**List of tasks:**
1. According to the text on short-term incentives, why might people today be more willing to accept "evidence" that CEOs destroy value for personal gain?
2. Print the part of the text on short-term incentives from "Critics of short-term" up to and including "et al. 2017).".
3. Using the text on short-term incentives, decide whether each statement agrees with it. Answer yes or no for each, and quote the words that decide it.
(a) The McKinsey study found that firms that invested more enjoyed superior long-run returns.
(b) Critics of short-term incentives usually support their claims with rigorous evidence.
(c) The writer has not written about short-termism before.
··· Text
Image result for carrot and stick ceo

I’ve written about the negative effects of corporate “short-termism” before. A new study takes a look at the criticisms of short-term incentives. The researchers explain,

Critics of short-term incentives argue that they lead the CEO to take myopic actions that boost the short-term stock price at the expense of long-run value. These critics however, rarely back this up with rigorous evidence. This is partly confirmation bias – willingness to accept ‘evidence’ that confirms one’s prior belief, no matter how flimsy. Since the current political environment is distrustful of businesses, people may be more willing to accept ‘evidence’ that CEOs act in ways that destroy value for personal gain. For example, a recent McKinsey study showed that firms that invested more have enjoyed superior long-run returns, and interprets this finding as “finally, evidence that managing for the long term pays off” (Barton et al. 2017).
······
··· Dataset records
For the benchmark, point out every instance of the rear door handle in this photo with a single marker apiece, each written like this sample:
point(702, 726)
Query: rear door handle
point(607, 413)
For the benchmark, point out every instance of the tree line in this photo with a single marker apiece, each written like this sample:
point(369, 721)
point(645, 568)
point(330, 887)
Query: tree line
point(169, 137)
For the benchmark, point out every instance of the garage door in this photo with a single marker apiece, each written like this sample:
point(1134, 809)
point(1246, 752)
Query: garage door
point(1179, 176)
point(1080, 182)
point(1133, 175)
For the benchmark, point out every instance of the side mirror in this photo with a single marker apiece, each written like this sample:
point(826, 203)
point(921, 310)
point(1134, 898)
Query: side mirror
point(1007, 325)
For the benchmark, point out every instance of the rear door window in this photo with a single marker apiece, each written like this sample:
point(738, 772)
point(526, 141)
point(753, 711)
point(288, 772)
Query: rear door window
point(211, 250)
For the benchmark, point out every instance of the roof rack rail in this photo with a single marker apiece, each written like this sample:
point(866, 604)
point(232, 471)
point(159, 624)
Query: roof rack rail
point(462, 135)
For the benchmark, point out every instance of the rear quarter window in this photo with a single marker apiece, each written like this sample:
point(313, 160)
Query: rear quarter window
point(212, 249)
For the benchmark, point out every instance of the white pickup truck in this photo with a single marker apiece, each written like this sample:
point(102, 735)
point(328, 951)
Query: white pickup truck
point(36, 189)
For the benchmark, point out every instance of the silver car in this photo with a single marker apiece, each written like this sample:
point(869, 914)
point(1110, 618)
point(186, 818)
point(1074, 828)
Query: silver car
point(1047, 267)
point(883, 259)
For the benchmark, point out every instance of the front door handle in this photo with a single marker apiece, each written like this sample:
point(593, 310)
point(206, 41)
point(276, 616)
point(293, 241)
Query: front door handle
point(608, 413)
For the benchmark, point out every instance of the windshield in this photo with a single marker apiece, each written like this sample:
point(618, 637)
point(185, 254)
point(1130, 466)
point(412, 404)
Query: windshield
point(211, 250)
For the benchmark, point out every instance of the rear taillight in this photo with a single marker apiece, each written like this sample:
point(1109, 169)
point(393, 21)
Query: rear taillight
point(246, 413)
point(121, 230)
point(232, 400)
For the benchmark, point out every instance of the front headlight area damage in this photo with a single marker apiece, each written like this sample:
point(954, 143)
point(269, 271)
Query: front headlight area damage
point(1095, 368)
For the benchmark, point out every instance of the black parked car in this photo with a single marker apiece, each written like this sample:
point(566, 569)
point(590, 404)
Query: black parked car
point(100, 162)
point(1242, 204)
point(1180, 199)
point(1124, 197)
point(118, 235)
······
··· Dataset records
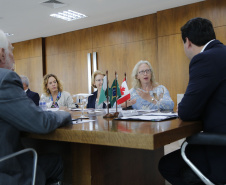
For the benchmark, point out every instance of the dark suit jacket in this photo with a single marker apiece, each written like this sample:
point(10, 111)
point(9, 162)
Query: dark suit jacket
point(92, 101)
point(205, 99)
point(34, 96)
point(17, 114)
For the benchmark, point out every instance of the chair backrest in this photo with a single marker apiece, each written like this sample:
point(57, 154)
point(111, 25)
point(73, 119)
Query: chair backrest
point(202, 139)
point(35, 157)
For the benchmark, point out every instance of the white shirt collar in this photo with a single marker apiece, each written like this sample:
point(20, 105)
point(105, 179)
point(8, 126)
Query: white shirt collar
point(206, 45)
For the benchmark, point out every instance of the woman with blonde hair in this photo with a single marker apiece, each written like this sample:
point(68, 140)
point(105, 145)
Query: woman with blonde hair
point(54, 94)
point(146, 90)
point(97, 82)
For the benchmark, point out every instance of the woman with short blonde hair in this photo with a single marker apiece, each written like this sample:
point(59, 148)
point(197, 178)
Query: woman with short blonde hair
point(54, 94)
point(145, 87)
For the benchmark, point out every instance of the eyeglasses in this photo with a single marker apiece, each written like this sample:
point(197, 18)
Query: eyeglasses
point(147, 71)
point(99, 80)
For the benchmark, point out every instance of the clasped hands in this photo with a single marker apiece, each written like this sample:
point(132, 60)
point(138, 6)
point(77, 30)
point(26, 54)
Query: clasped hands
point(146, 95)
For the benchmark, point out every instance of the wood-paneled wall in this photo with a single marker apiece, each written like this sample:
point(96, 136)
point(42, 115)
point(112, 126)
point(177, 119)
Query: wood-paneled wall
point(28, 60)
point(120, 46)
······
**Task-by-task results:**
1. The current political environment is distrustful of businesses, so people may more readily accept such "evidence." The text also links this to confirmation bias, which is a willingness to accept "evidence" that confirms a prior belief, however flimsy.

2.
Critics of short-term incentives argue that they lead the CEO to take myopic actions that boost the short-term stock price at the expense of long-run value. These critics however, rarely back this up with rigorous evidence. This is partly confirmation bias – willingness to accept ‘evidence’ that confirms one’s prior belief, no matter how flimsy. Since the current political environment is distrustful of businesses, people may be more willing to accept ‘evidence’ that CEOs act in ways that destroy value for personal gain. For example, a recent McKinsey study showed that firms that invested more have enjoyed superior long-run returns, and interprets this finding as “finally, evidence that managing for the long term pays off” (Barton et al. 2017).

3.
(a) Yes: "firms that invested more have enjoyed superior long-run returns"
(b) No: "These critics however, rarely back this up with rigorous evidence."
(c) No: "I’ve written about the negative effects of corporate “short-termism” before."